What needs to be done. Retype each of the records below exactly, leaving the pictures out.
━━━━━ Records for the exercise
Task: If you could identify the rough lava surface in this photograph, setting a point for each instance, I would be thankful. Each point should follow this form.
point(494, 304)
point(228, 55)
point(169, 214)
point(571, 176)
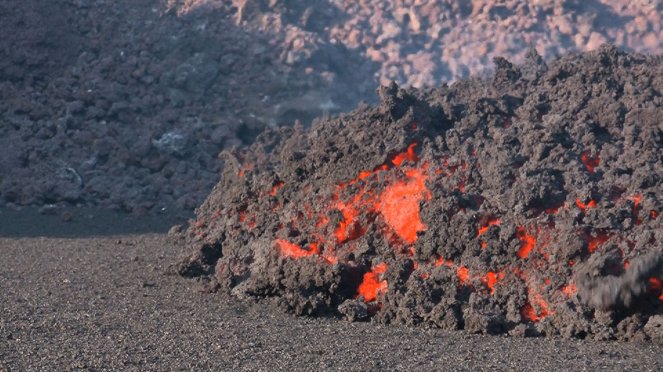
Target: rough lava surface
point(526, 203)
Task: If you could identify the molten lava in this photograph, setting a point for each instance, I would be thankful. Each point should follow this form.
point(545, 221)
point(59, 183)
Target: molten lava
point(276, 188)
point(399, 205)
point(569, 289)
point(371, 285)
point(584, 206)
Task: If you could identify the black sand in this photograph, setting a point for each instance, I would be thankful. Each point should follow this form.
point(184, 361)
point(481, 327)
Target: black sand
point(104, 303)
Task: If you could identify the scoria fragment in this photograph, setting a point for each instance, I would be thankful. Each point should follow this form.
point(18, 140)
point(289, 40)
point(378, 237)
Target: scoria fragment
point(430, 209)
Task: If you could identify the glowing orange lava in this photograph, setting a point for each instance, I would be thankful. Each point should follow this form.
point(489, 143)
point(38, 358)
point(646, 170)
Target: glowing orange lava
point(399, 205)
point(589, 161)
point(569, 289)
point(463, 275)
point(590, 204)
point(528, 313)
point(527, 242)
point(371, 285)
point(276, 188)
point(289, 249)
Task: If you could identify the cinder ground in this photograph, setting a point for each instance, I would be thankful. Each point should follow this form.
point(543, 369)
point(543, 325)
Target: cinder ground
point(104, 303)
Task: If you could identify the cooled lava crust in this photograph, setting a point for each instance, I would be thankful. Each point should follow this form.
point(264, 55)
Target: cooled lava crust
point(525, 203)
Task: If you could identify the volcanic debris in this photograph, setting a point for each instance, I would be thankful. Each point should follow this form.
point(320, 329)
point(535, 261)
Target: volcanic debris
point(524, 204)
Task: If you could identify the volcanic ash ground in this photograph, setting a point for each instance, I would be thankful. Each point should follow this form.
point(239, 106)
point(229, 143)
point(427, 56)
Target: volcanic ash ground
point(526, 203)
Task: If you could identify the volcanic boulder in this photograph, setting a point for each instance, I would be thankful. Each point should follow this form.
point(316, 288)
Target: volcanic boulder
point(525, 203)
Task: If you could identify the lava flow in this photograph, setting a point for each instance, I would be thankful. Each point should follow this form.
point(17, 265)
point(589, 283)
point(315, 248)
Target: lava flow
point(495, 212)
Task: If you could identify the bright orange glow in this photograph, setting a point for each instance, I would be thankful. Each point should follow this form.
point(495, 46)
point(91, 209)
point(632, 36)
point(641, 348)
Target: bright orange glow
point(589, 161)
point(289, 249)
point(492, 221)
point(491, 279)
point(407, 155)
point(527, 242)
point(399, 205)
point(463, 275)
point(590, 204)
point(371, 286)
point(528, 313)
point(569, 289)
point(276, 188)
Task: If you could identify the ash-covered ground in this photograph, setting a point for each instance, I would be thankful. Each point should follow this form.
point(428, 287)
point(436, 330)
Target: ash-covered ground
point(526, 203)
point(126, 104)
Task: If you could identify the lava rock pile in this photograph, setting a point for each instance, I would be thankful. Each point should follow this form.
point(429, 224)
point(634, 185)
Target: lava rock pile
point(526, 203)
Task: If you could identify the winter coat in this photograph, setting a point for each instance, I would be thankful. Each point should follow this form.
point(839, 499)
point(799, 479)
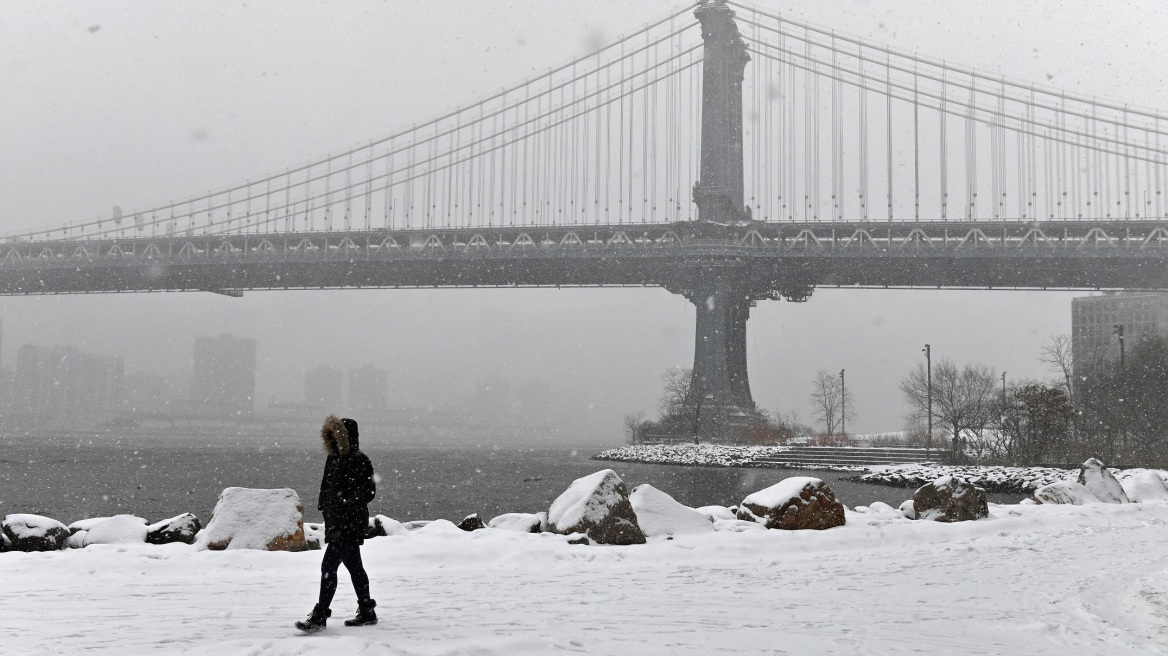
━━━━━━━━━━
The answer.
Task: If you could identify the rough lava surface in this photograph, setting a point for each instance, I would be thankful. Each point should follow this form.
point(494, 304)
point(228, 55)
point(169, 214)
point(571, 176)
Target: rough lava surface
point(526, 203)
Task: If you could identify the molten lava in this photograph, setting a point for each instance, I would be thankful. Each point should follow this form.
point(545, 221)
point(59, 183)
Target: molten lava
point(276, 188)
point(399, 205)
point(569, 289)
point(371, 285)
point(584, 206)
Task: If you could identify the black sand in this photograph, setting a point for each instance, I would be thankful. Each point should follow this form.
point(184, 361)
point(481, 327)
Target: black sand
point(104, 303)
Task: If you could identify the scoria fragment in this photograph, setting a point for each instance, I would be thankful. Each point should follow this form.
point(18, 140)
point(289, 40)
point(378, 237)
Target: scoria fragment
point(430, 209)
Task: If you could identify the glowing orange lava in this photograph, setting a point for each instance, I would be thankful. Each point should follow this form.
point(489, 143)
point(38, 358)
point(646, 170)
Target: glowing orange lava
point(399, 205)
point(589, 161)
point(569, 289)
point(463, 275)
point(590, 204)
point(528, 313)
point(527, 242)
point(371, 285)
point(276, 188)
point(289, 249)
Task: If you could identify the cinder ground in this photograph, setting a point for each instance, I would be thankful. Each point should follow this form.
point(543, 369)
point(543, 325)
Target: cinder ground
point(104, 303)
Task: If you could identify the cooled lava crust in this photograph, setting a point for each instance, I would be thankful. Each point should follow this form.
point(264, 55)
Target: cooled lava crust
point(525, 203)
Task: If you could identify the volcanic debris in this photograph, setting a point for each instance, I would be thankful. Each point should follow this form.
point(320, 329)
point(535, 261)
Target: volcanic debris
point(524, 204)
Task: If you could identify the volcanic ash ground in this photograph, setting a point for each instance, I would be thankful. Each point should follow this form.
point(239, 106)
point(229, 143)
point(427, 56)
Target: volcanic ash ground
point(526, 203)
Task: If you could identify the volcanic boulder in this photograph, setting a point for each instance, I would be thankful. Each point should follow this form.
point(316, 288)
Target: volcanic boulder
point(525, 203)
Task: If you could identify the lava flow in this photograph, setting a point for each instance, I would be thankful. Each point should follow this form.
point(17, 265)
point(589, 283)
point(315, 248)
Target: lava flow
point(495, 212)
Task: If you could identify the bright orange glow in this photograph, setting a point for each instance, I would be thankful. Each point should follow this form.
point(495, 46)
point(91, 209)
point(632, 36)
point(641, 348)
Target: bright orange glow
point(589, 161)
point(289, 249)
point(492, 221)
point(491, 279)
point(407, 155)
point(527, 242)
point(399, 205)
point(463, 275)
point(590, 204)
point(371, 286)
point(528, 313)
point(569, 289)
point(276, 188)
Task: If you could identify the ash-covered ground in this photograph, setting a point for each instance, I would be thankful. Each point should follow this form.
point(428, 287)
point(436, 330)
Target: ash-covered ground
point(526, 203)
point(126, 104)
Task: If you could identify the lava rock pile in this photograph, setting a point for each instance, I would be thankful. Each point should follow this form.
point(429, 224)
point(634, 185)
Target: lava rock pile
point(526, 203)
Task: If you could identify the winter coat in this photograph, setting a point for each instance, I would be thankful. Each point should follow this form.
point(839, 499)
point(799, 479)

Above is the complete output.